_Stated task_
Copy out word for word everything in the entries from the line containing "Question. In the picture above, identify the green" down to the line containing "101), (1, 88)]", including both of those lines. Leave the pictures out.
⟨
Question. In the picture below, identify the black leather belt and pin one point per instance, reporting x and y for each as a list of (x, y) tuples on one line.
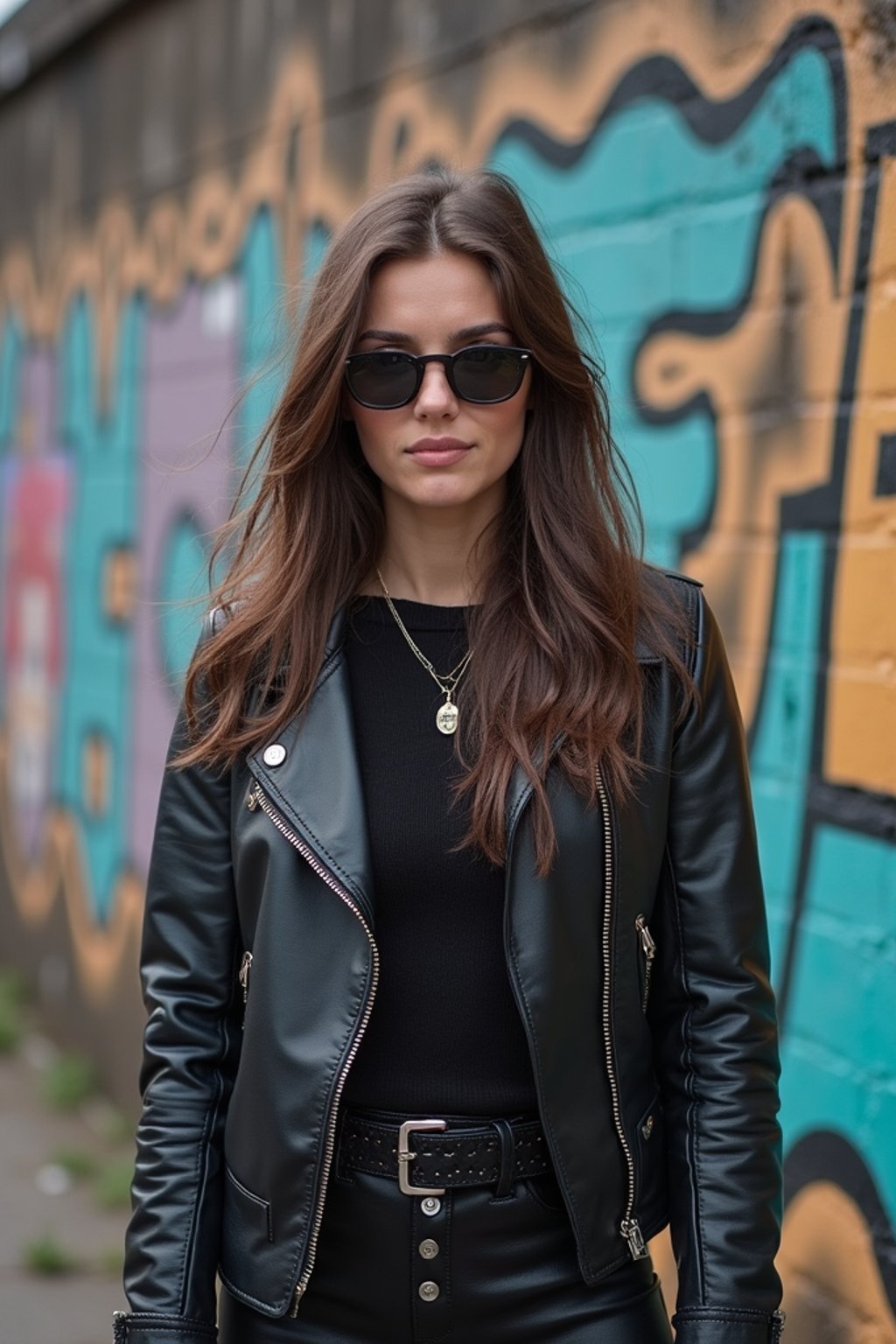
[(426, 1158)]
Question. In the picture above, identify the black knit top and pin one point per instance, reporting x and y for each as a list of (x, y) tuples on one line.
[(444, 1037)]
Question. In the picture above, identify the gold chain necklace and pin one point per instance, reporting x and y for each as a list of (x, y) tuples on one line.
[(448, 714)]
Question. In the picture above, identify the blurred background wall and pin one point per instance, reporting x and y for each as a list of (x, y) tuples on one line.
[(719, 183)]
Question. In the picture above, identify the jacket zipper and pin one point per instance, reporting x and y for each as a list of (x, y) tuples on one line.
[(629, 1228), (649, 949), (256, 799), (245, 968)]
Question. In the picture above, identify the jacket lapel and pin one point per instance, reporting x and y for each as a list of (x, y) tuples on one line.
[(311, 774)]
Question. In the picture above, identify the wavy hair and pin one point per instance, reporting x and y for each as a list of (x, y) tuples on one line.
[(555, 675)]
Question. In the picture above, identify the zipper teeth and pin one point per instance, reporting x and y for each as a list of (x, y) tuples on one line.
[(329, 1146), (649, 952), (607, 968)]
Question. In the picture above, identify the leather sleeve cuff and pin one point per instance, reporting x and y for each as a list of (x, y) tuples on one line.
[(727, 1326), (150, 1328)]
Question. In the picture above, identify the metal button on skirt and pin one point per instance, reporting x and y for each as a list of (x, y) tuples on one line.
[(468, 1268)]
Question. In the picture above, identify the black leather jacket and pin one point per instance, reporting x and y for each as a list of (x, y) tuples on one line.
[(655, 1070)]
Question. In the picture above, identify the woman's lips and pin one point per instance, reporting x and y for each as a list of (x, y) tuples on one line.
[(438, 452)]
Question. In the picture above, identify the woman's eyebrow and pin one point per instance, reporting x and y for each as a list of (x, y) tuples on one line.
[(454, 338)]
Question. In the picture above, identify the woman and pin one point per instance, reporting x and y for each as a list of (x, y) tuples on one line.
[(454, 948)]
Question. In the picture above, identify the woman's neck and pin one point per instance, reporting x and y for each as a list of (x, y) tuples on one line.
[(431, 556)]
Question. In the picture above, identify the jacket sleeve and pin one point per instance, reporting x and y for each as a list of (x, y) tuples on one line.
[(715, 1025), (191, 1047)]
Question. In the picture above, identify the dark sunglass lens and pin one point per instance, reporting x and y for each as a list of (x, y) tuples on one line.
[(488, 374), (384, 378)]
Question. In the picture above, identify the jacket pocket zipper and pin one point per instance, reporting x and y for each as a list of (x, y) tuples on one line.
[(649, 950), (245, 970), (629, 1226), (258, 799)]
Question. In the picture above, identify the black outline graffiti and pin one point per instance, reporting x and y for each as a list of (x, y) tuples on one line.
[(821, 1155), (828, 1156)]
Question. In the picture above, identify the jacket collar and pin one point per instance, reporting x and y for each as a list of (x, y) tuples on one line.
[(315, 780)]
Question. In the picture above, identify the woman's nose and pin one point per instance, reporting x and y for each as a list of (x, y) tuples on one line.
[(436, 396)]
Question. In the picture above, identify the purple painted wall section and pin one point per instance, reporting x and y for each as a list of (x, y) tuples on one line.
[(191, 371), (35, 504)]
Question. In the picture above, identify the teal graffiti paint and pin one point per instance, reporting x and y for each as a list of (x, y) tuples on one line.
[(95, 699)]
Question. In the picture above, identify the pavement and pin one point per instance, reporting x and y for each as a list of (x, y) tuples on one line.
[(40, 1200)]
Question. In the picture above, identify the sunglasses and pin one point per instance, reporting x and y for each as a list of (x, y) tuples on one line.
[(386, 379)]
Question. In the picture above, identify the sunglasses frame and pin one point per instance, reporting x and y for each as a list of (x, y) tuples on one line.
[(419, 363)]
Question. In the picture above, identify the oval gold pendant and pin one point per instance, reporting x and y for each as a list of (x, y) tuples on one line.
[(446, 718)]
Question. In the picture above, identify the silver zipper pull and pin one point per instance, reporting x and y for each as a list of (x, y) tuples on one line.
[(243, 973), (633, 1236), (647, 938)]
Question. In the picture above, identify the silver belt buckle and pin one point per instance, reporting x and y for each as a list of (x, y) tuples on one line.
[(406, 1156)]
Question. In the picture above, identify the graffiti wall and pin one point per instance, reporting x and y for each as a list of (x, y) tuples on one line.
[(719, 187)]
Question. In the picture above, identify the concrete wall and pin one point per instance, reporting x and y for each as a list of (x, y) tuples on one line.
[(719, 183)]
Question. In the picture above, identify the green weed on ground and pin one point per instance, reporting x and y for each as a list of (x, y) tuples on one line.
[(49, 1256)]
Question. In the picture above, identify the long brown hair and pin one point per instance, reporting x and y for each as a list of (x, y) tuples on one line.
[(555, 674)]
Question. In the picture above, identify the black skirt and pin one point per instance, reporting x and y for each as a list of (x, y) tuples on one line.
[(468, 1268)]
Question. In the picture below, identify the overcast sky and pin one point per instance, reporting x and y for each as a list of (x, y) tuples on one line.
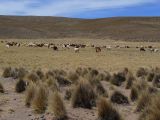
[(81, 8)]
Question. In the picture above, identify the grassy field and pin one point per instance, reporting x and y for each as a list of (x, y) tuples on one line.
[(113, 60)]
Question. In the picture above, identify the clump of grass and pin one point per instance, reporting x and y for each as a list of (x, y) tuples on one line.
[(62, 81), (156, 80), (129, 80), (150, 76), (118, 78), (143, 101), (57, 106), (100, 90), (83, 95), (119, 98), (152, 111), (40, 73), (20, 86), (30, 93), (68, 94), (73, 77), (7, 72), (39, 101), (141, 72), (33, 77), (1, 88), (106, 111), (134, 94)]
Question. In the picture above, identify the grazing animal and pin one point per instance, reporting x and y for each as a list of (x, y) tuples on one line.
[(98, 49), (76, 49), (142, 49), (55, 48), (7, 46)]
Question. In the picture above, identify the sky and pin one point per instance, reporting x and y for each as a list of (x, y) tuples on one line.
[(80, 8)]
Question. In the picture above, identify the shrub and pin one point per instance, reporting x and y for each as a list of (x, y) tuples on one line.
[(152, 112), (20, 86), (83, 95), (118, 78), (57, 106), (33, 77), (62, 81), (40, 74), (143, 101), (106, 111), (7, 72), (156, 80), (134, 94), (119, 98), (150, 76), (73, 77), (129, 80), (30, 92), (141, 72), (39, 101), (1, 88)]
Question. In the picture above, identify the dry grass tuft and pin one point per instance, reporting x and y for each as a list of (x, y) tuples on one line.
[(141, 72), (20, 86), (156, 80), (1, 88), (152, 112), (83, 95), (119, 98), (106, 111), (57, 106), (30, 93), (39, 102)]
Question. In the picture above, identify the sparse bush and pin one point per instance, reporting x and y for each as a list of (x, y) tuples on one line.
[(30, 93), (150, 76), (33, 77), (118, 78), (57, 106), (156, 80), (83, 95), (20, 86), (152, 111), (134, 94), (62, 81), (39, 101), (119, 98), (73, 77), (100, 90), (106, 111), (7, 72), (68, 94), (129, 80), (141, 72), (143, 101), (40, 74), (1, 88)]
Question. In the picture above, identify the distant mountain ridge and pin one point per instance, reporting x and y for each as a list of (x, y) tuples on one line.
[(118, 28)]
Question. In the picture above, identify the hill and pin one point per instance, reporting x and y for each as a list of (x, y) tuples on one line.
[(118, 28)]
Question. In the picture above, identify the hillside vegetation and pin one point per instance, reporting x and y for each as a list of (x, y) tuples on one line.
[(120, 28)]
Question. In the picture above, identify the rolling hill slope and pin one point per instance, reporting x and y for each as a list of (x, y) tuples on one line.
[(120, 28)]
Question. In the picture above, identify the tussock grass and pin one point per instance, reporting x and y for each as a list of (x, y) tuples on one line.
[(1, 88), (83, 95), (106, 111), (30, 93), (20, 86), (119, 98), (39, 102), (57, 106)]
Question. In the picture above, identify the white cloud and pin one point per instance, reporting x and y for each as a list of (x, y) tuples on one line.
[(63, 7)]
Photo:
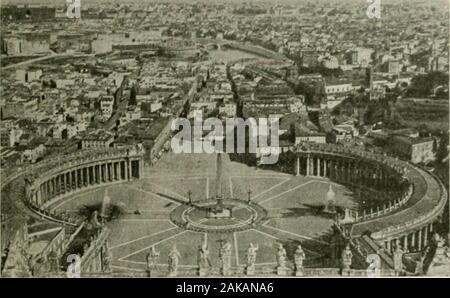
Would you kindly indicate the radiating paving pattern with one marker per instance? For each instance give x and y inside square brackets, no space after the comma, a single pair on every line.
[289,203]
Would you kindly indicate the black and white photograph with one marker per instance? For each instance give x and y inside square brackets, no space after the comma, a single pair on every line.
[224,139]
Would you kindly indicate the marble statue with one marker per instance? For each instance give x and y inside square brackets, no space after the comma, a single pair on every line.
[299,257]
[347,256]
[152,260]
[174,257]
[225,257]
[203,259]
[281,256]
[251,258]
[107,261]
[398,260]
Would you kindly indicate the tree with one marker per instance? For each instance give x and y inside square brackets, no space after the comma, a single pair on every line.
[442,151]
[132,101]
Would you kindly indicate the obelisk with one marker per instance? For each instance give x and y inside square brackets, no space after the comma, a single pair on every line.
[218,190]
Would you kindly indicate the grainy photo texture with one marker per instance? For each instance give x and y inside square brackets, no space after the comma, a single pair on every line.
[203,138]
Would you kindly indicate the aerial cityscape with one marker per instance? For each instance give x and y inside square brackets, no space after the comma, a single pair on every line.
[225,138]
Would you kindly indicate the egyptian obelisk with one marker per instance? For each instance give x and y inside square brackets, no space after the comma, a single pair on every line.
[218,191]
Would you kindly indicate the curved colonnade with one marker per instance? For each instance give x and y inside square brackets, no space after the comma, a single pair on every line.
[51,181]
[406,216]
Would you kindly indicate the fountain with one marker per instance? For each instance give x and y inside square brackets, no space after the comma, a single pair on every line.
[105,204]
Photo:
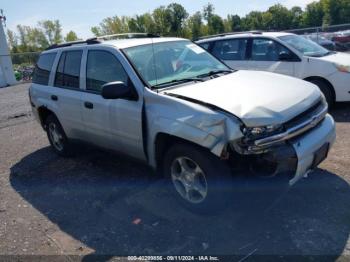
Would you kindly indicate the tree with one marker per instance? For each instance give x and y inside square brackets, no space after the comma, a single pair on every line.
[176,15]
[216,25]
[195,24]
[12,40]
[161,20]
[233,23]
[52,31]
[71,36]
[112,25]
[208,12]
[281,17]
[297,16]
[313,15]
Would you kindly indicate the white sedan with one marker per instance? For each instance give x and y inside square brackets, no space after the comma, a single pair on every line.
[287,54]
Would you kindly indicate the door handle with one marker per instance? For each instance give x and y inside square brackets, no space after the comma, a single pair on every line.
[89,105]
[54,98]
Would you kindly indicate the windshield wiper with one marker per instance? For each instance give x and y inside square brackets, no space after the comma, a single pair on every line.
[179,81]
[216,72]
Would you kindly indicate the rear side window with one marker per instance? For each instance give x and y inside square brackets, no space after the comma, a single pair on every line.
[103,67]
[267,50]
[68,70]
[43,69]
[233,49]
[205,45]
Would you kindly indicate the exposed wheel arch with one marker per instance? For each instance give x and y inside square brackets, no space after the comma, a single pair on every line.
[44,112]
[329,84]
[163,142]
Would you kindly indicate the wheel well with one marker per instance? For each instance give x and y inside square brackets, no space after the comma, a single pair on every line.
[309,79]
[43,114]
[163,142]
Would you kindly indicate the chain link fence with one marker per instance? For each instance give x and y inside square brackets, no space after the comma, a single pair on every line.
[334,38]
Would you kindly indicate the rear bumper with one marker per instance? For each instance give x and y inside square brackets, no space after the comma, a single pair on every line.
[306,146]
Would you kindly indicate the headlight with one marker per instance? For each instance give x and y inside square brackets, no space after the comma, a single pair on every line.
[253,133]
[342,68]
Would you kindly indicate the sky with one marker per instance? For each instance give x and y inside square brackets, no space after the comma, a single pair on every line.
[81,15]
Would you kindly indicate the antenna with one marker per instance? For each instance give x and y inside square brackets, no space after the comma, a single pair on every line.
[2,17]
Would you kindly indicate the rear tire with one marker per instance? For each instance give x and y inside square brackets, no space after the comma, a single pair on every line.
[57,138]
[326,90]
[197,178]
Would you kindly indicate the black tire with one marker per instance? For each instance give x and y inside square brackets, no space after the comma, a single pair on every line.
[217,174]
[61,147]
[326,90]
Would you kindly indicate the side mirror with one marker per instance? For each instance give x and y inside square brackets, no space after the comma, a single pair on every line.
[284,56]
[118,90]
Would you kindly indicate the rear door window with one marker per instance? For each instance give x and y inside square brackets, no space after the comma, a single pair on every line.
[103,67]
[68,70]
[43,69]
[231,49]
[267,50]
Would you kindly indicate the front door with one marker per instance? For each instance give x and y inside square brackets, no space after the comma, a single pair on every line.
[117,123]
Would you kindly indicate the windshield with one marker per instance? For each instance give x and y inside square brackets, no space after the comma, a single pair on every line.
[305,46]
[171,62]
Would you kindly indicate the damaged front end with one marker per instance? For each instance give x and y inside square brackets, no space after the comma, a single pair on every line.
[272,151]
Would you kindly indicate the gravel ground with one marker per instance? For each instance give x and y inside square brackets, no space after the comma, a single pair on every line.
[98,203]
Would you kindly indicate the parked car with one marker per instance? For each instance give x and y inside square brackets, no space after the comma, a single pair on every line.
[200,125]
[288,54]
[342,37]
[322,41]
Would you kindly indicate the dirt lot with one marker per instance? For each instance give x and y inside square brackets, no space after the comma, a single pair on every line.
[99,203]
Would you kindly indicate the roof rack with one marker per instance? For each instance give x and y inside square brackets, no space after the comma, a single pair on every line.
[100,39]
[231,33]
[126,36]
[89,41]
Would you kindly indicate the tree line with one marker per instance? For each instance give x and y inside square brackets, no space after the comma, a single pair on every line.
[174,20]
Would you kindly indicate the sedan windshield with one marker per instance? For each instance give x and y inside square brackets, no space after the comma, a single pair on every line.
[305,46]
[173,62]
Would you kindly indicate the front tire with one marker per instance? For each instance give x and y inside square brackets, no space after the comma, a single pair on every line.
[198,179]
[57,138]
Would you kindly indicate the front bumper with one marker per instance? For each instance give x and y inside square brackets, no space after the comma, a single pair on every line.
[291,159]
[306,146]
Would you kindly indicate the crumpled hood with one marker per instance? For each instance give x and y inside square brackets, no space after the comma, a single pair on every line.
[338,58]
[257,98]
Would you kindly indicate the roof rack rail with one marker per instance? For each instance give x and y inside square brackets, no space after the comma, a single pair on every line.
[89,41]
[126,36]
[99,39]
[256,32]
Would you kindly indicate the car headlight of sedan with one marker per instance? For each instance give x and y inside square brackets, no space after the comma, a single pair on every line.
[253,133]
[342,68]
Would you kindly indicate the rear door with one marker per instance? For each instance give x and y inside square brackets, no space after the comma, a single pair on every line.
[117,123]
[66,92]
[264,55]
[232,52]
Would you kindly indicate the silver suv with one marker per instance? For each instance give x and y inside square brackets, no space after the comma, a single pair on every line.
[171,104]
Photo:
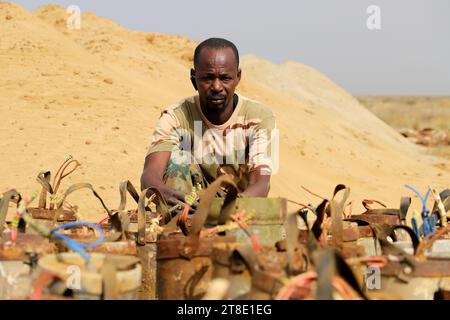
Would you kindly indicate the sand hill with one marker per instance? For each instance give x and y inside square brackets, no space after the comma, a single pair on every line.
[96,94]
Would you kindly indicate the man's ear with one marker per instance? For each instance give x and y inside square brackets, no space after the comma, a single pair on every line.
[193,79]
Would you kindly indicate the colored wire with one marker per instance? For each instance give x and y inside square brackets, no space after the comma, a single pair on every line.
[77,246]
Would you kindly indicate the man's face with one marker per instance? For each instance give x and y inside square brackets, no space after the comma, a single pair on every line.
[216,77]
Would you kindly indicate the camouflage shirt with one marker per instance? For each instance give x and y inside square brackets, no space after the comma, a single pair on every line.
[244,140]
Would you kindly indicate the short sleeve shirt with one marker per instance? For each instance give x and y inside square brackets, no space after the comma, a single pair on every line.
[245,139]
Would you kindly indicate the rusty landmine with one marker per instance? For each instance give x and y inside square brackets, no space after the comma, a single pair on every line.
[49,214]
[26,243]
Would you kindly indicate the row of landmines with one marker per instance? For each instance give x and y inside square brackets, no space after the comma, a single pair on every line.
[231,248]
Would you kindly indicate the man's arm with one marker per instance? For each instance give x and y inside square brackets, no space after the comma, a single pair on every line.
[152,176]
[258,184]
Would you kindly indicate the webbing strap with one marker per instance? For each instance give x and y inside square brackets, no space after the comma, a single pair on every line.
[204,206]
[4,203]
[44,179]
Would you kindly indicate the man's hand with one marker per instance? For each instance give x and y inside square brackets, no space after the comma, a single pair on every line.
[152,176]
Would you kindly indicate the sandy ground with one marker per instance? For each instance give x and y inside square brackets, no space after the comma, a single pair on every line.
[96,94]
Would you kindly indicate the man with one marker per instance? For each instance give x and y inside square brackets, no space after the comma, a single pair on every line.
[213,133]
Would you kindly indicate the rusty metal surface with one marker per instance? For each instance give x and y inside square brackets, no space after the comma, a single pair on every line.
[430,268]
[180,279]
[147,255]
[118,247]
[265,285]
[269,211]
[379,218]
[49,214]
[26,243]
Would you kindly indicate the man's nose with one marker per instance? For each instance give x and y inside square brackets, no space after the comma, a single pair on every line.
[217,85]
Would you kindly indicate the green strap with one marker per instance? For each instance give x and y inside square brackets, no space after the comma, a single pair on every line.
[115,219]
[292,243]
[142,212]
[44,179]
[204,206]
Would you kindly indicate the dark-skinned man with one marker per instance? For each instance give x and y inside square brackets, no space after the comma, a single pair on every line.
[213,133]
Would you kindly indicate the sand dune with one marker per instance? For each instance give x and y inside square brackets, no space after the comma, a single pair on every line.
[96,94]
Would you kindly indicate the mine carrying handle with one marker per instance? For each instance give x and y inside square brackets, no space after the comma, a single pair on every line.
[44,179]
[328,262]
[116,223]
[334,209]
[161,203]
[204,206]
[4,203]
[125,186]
⟩
_Full response_
Question. In the picture above, identify the green weed on ground and pin one point per instance, reporting x and y for each as a list of (x, y) tuples on one line.
[(49, 1256)]
Question. In the picture above, identify the long brown hair and pin one point per instance, reporting x and y for each as a list of (x, y) tuples on one line.
[(555, 674)]
Question. In the picture above, identify the black skirt and pin one point per instance, reporting x and y for each as a list of (x, y) tuples on one line.
[(468, 1268)]
Question. In the picture below, identify the overcast sky and pin one point per instance, reporting x and y for each as a list of (x, y) tuples on one line.
[(81, 8)]
Question. In the picture above, identify the grassy field and pin one point per instance, reporting x and y for each as a list of (x, y) tuples on one line.
[(113, 60)]
Question. In the picture above, identify the clump of grass and pin one point per instance, reporting x and y for each as a list of (x, y) tuples on one line.
[(62, 81), (156, 80), (129, 80), (150, 76), (118, 78), (143, 101), (57, 106), (100, 90), (83, 95), (119, 98), (152, 111), (40, 73), (20, 86), (30, 93), (68, 94), (73, 77), (7, 72), (39, 101), (141, 72), (33, 77), (1, 88), (106, 111), (134, 94)]
Question. In the picture above, identify the grazing animal and pin one point per instance, reporting x and y for each as a list of (x, y) tuples on one line.
[(98, 49), (76, 49), (142, 49), (55, 48), (7, 46)]
Question. In the picture above, identify the sky and pin one point per instance, reporting x and y for each as a list of (x, y) tuples on one line.
[(80, 8)]
Question. In the picture above, identify the shrub and pin one point per instance, reporting x and y for each as a list of (x, y) tuples on one line.
[(152, 112), (20, 86), (83, 95), (118, 78), (57, 106), (33, 77), (62, 81), (40, 74), (143, 101), (106, 111), (7, 72), (156, 80), (134, 94), (119, 98), (150, 76), (73, 77), (129, 80), (30, 92), (141, 72), (39, 101), (1, 88)]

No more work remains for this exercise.